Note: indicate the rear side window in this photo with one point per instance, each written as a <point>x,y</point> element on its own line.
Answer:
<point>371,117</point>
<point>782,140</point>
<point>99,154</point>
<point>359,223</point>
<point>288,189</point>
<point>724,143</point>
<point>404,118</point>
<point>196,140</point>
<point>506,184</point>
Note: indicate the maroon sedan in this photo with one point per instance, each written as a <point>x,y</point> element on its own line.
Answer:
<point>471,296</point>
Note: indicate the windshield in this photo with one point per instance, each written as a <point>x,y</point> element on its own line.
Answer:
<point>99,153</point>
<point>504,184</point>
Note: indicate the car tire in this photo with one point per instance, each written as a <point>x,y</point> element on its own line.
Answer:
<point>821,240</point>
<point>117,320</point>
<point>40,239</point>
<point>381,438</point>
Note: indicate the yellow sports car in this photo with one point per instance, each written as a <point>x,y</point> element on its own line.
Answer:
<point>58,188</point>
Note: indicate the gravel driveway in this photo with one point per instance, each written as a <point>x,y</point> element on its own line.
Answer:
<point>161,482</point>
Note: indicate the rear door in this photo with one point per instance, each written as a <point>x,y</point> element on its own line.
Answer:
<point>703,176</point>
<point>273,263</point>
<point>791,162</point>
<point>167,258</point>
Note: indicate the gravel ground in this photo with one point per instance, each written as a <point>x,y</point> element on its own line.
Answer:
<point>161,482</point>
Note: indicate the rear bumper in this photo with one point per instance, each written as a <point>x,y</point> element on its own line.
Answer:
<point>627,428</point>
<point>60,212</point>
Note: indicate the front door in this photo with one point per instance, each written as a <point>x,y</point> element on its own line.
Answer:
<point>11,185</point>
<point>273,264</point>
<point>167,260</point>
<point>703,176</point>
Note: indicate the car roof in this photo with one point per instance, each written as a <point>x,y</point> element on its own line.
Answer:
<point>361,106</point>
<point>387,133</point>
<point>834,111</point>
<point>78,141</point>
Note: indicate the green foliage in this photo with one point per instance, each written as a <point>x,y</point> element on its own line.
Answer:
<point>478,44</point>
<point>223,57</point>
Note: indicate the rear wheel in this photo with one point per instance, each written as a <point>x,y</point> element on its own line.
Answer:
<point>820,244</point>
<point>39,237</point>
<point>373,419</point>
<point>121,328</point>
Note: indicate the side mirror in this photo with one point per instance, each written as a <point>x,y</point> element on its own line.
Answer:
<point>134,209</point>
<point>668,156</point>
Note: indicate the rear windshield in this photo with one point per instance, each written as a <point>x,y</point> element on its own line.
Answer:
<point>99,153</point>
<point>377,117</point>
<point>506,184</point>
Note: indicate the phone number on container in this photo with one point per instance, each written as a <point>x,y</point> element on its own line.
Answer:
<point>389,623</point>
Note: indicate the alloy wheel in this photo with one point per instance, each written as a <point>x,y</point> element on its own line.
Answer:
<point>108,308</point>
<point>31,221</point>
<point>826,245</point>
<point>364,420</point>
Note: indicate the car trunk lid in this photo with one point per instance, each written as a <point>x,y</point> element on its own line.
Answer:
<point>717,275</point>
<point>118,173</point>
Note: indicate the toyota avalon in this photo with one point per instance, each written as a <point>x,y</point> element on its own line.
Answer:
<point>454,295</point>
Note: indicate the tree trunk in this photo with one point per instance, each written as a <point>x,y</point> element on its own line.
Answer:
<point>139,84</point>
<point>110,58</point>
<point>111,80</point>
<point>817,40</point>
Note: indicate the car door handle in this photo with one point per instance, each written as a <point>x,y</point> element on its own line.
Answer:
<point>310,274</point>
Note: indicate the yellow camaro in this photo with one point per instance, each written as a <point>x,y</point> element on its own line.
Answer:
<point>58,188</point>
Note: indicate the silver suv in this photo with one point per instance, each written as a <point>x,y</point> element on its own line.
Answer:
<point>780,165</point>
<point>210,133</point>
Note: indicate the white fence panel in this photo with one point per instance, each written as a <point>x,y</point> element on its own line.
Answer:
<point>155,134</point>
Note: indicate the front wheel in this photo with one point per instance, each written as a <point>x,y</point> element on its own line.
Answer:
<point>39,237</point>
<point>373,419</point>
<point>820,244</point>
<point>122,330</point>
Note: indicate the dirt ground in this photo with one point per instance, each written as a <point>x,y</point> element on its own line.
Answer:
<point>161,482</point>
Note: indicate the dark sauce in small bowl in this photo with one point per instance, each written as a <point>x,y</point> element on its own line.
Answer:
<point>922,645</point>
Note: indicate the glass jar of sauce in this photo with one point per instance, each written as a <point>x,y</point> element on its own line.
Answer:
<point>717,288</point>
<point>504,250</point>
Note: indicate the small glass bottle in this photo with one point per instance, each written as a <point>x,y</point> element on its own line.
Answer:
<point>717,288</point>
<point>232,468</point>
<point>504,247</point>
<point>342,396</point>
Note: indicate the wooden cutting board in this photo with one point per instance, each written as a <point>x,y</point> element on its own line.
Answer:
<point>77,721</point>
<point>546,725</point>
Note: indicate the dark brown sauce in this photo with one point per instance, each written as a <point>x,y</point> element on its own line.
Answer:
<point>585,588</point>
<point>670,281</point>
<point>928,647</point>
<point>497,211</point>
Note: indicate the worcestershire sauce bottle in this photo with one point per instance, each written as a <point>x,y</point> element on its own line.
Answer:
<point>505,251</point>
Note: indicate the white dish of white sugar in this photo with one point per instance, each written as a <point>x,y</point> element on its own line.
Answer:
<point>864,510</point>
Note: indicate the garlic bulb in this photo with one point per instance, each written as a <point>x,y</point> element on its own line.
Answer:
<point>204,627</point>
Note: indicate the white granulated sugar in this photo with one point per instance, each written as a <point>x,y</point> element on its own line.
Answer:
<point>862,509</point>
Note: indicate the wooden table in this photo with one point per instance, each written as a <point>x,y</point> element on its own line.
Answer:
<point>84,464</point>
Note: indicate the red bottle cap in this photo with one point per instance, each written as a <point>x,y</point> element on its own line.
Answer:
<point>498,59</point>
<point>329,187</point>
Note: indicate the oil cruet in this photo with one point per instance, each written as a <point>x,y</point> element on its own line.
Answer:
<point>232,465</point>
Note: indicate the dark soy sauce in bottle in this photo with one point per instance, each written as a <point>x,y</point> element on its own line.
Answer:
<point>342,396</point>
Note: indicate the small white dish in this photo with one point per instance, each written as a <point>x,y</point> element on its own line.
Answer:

----

Give back, unchanged, the run of lines in the listing above that begins at the line containing "Note: indicate the toyota" and ends at the line containing "Note: indicate the silver", both included.

[Solved exercise]:
Note: indicate the toyota avalon in this photo with one point per instance, each written as a <point>x,y</point> element on its own line.
Answer:
<point>454,295</point>
Note: indicate the tree trunk in this photo with one point per instance, each written as a <point>x,y</point> element on its own line.
Answer:
<point>139,84</point>
<point>110,58</point>
<point>111,80</point>
<point>817,40</point>
Note: indicate the car door handle in this photo with one point per instance, each written as a <point>x,y</point> element on its own line.
Answer:
<point>310,274</point>
Note: indicate the yellow camaro in this photo with one point per instance, each written as a <point>x,y</point> element on its own line.
Answer:
<point>58,188</point>
Note: indicate the silver suv in this photo with one point per instance, each written as a <point>x,y</point> element on its own line.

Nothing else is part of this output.